__EXERCISE DETAILS__
Repeat the records. Leave nothing out.
··· DATA RECORDS
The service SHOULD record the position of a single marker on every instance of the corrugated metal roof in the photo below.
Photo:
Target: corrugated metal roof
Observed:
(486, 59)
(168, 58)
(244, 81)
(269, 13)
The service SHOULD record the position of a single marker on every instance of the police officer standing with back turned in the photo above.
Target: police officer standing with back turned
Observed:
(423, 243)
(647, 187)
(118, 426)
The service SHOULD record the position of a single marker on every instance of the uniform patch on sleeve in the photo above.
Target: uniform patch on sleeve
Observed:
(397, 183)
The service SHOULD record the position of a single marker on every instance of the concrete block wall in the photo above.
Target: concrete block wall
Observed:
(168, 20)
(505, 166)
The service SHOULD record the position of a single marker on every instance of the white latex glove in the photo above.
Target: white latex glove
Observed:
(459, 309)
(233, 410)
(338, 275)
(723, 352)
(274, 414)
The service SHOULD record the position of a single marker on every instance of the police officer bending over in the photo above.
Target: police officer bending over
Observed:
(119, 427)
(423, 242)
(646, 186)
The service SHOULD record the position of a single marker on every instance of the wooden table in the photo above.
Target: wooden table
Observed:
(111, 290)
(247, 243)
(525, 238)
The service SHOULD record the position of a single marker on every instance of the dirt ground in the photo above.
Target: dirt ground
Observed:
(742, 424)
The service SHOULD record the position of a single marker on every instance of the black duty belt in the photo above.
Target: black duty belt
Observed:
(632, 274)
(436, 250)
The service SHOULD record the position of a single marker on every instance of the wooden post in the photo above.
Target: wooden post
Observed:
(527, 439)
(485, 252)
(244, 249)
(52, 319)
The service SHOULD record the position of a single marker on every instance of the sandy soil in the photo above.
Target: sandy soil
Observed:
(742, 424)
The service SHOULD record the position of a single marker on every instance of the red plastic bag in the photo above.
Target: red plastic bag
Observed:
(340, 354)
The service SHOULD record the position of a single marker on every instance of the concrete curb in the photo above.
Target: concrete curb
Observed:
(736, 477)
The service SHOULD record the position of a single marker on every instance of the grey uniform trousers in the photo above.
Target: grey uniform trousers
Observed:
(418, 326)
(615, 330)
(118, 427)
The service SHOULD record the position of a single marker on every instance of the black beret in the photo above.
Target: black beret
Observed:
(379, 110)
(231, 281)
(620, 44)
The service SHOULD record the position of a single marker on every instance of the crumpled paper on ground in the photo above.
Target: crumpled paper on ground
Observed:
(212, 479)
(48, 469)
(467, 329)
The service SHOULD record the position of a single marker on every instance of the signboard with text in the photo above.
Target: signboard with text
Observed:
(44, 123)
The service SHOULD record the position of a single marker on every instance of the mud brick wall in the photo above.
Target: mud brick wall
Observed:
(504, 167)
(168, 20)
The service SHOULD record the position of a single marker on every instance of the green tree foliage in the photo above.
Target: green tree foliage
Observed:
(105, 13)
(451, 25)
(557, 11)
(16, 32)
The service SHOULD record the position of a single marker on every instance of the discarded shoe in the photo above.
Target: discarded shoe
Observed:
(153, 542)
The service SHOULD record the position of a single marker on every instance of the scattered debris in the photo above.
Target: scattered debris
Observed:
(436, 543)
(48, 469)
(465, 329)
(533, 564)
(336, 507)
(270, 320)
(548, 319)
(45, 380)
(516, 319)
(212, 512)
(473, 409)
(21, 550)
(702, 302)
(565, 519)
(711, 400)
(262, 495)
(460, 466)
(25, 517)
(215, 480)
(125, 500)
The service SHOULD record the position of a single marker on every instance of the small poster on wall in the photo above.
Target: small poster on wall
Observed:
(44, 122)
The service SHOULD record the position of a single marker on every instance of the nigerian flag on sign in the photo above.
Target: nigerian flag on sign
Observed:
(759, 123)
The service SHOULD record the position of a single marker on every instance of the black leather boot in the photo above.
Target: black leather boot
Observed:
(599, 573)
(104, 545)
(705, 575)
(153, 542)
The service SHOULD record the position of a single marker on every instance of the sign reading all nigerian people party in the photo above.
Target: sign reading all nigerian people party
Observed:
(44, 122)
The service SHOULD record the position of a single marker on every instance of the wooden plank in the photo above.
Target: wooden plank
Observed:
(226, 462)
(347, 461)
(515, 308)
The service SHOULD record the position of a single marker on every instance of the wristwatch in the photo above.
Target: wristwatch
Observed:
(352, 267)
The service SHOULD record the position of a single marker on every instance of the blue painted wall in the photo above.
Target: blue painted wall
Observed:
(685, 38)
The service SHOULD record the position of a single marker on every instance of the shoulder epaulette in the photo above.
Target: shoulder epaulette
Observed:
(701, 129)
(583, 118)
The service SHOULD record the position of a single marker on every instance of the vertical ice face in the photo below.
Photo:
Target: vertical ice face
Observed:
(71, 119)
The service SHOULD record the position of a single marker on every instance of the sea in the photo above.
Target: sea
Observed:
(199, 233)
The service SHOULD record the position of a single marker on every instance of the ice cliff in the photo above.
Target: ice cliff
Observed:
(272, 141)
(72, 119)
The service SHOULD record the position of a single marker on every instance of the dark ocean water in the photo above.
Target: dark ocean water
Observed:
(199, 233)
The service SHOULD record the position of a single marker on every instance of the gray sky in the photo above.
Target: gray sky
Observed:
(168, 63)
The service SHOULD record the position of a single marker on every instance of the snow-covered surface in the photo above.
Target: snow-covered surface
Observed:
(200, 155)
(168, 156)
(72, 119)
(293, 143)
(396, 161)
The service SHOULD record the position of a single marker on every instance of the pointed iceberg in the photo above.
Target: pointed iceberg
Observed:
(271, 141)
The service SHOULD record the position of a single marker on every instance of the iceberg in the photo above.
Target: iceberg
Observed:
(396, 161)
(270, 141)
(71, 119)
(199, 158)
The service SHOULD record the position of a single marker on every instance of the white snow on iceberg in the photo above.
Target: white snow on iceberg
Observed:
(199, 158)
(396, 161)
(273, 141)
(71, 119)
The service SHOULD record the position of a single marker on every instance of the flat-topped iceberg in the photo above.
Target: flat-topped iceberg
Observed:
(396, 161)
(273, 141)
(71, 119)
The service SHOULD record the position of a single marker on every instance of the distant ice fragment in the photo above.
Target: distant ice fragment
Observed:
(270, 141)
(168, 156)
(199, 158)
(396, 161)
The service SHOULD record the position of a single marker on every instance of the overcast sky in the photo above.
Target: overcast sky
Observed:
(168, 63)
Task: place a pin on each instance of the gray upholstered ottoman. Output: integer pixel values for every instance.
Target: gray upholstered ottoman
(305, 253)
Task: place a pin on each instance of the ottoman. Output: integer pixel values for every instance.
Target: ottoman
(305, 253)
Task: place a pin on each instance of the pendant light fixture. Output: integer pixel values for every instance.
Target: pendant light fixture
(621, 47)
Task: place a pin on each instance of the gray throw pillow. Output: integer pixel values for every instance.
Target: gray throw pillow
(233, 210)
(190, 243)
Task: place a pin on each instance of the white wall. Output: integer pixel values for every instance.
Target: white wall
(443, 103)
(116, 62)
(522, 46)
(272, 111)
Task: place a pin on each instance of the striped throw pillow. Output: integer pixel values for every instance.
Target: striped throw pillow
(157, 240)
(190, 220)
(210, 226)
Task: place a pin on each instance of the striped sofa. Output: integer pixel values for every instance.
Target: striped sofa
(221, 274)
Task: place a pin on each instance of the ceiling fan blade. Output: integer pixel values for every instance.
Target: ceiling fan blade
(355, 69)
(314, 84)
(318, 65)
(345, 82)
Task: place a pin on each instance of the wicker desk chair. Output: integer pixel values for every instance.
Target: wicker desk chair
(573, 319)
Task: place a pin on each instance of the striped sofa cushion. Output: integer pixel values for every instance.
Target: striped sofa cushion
······
__OUTPUT__
The service SHOULD record the position of a single marker on every instance of the corrugated metal roof in the photo below.
Photo:
Target: corrugated metal roof
Observed:
(486, 59)
(168, 58)
(244, 81)
(269, 13)
The service SHOULD record the position of a single marker on every instance of the police officer standing with back turned in the photo above.
Target: police officer standing with back turned
Observed:
(423, 243)
(647, 187)
(118, 426)
The service SHOULD record the position of a single marker on every instance of the uniform patch on sleeve in the photo above.
Target: uniform patch on sleeve
Observed:
(397, 183)
The service SHOULD record the position of a single marker on every instance of the concrete block wall in the photo above.
Target: concrete block wall
Observed:
(168, 20)
(505, 166)
The service SHOULD record the position of a single marker on every instance of the white latex glove in the photo above.
Target: white latex glove
Observed:
(459, 309)
(233, 410)
(338, 275)
(723, 352)
(274, 414)
The service SHOULD record the position of a single marker on every instance of the police officer bending over in the photo above.
Target: police officer bending over
Observed:
(119, 427)
(423, 242)
(646, 186)
The service SHOULD record the position of a single marker on every instance of the wooden table in the photo above.
Target: wooden table
Observed:
(111, 290)
(247, 243)
(525, 238)
The service SHOULD record the position of a single marker on every instance of the dirt ground in the photo above.
Target: dirt ground
Observed:
(742, 424)
The service SHOULD record the position of a single marker on every instance of the black duty belt in the photo above.
Target: black duty belt
Observed:
(632, 274)
(436, 250)
The service SHOULD record the position of a single marker on every instance of the wooden post in the photo above.
Target: wooden post
Observed:
(527, 439)
(485, 252)
(244, 249)
(52, 319)
The service SHOULD record the position of a single marker on every instance of the sandy soil in the photo above.
Target: sandy soil
Observed:
(742, 424)
The service SHOULD record the position of a single marker on every instance of the red plastic bag in the photo above.
Target: red plastic bag
Observed:
(340, 354)
The service SHOULD record the position of a single marker on every instance of the concrete curb in the photo above.
Target: concrete curb
Observed:
(736, 477)
The service SHOULD record the position of a single marker on every instance of the grey uniform trousers in the photo above.
Target: grey uniform trousers
Observed:
(418, 326)
(615, 330)
(118, 427)
The service SHOULD record the position of a single marker on every instance of the black beret in the photo above.
Target: black beret
Observed:
(379, 110)
(231, 281)
(620, 44)
The service SHOULD record the position of a single marker on every instance of the crumpled paper on ground in the photo above.
Target: crumpled paper on ground
Observed:
(212, 479)
(48, 469)
(467, 329)
The service SHOULD record the position of a single marker on every instance of the signboard with text in the photo above.
Target: signboard with text
Observed:
(44, 123)
The service SHOULD record the position of a single marker on every instance of the mud brick wall in the photo above.
Target: mud brick wall
Observed:
(504, 167)
(168, 20)
The service SHOULD record the position of a single marker on every instance of the green tree foliage in the photo above.
Target: green tree foliage
Observed:
(105, 13)
(451, 25)
(557, 11)
(16, 32)
The service SHOULD record the position of a single marker on every instance of the discarded shoe in the photo above.
Target: discarded shoe
Observed:
(153, 542)
The service SHOULD record the position of a single marker on every instance of the scattered debris in the photo above.
Target: scattered debris
Observed:
(436, 543)
(48, 469)
(465, 329)
(533, 564)
(336, 507)
(270, 320)
(548, 319)
(45, 380)
(516, 319)
(212, 512)
(473, 409)
(21, 550)
(702, 302)
(565, 519)
(711, 400)
(262, 495)
(460, 466)
(25, 517)
(215, 480)
(125, 500)
The service SHOULD record the position of a single marker on every instance of the small poster on wall in the photo above.
Target: small poster on wall
Observed:
(44, 122)
The service SHOULD record the position of a single marker on every instance of the nigerian flag on sign in the photo above.
Target: nigerian flag on sign
Observed:
(759, 123)
The service SHOULD record the position of a single marker on every instance of the black leather boot in the photo above.
Target: black leather boot
Observed:
(599, 573)
(104, 545)
(705, 575)
(153, 542)
The service SHOULD record the position of a single marker on every instance of the sign reading all nigerian people party in the photo above.
Target: sign reading all nigerian people party
Observed:
(44, 122)
The service SHOULD record the position of a single marker on every instance of the wooden plank in the photo above.
Target: wooden plank
Observed:
(226, 462)
(347, 461)
(515, 308)
The service SHOULD record the position of a single marker on every instance of the wristwatch in the photo above.
Target: wristwatch
Observed:
(352, 267)
The service SHOULD record the position of a single marker on every instance of the blue painted wall in the photo above.
Target: blue painted wall
Observed:
(685, 38)
The service SHOULD record the position of a single marker on every instance of the shoulder epaulette in the photo above.
Target: shoulder epaulette
Observed:
(701, 129)
(583, 118)
The service SHOULD record the position of a single marker on every instance of the vertical ice face in the photo below.
Photo:
Target: vertical ice face
Observed:
(71, 119)
The service SHOULD record the position of a single marker on every instance of the sea in the photo above.
Target: sea
Observed:
(199, 233)
The service SHOULD record the position of a single marker on every instance of the ice cliff in the photo above.
Target: ice cliff
Observed:
(272, 141)
(72, 119)
The service SHOULD record the position of a single marker on every instance of the dark ocean water in the photo above.
Target: dark ocean water
Observed:
(199, 233)
The service SHOULD record the position of a single marker on every instance of the gray sky in the photo above.
Target: gray sky
Observed:
(168, 63)
The service SHOULD record the position of a single marker on every instance of the snow-covered surface in the photo above.
Target: snow-covered surface
Observed:
(200, 155)
(168, 156)
(72, 119)
(293, 143)
(396, 161)
The service SHOULD record the position of a single marker on every instance of the pointed iceberg in the photo above.
Target: pointed iceberg
Observed:
(271, 141)
The service SHOULD record the position of a single marker on every instance of the iceberg in the photo above.
Target: iceberg
Observed:
(396, 161)
(270, 141)
(71, 119)
(199, 158)
The service SHOULD record the position of a single marker on every instance of the white snow on iceberg in the photo above.
Target: white snow on iceberg
Observed:
(199, 158)
(396, 161)
(273, 141)
(71, 119)
The service SHOULD record the position of a single marker on every instance of the flat-topped iceberg in the photo above.
Target: flat-topped iceberg
Observed:
(396, 161)
(273, 141)
(71, 119)
The service SHOULD record the position of a single marker on every instance of the distant ice fragment in the photo above.
Target: distant ice fragment
Observed:
(270, 141)
(168, 156)
(199, 158)
(396, 161)
The service SHOULD record the position of a single marker on every instance of the overcast sky in the photo above.
Target: overcast sky
Observed:
(168, 63)
Task: place a pin on each instance of the gray upholstered ottoman. Output: integer pixel values for every instance.
Target: gray upholstered ottoman
(305, 253)
Task: place a pin on each instance of the ottoman. Output: integer pixel values for every instance.
Target: ottoman
(305, 253)
Task: place a pin on each instance of the pendant light fixture. Output: integer pixel values for every instance.
Target: pendant light fixture
(621, 47)
Task: place a pin on each instance of the gray throw pillow. Output: integer pixel values for every instance.
Target: gray throw pillow
(233, 210)
(190, 243)
Task: place a pin on each instance of the white wall. Output: integer pixel values for every instance.
Target: white wall
(443, 103)
(116, 62)
(522, 46)
(272, 111)
Task: place a pin on each instance of the striped throw pillow. Output: integer pixel values for every instance.
Target: striped throw pillow
(157, 240)
(190, 220)
(210, 226)
Task: place a pin on each instance of the striped sofa. Output: integer pixel values for every instance.
Target: striped sofa
(221, 274)
Task: place a pin on each instance of the ceiling fan blade. Output: integer pixel values for every instance.
Target: ceiling fan blade
(355, 69)
(314, 84)
(318, 65)
(345, 82)
Task: place a pin on each instance of the wicker desk chair. Output: integer pixel values for every instance.
Target: wicker desk chair
(573, 319)
Task: place a pin on each instance of the striped sofa cushion. Output: integer pixel values for every instance.
Target: striped sofa cushion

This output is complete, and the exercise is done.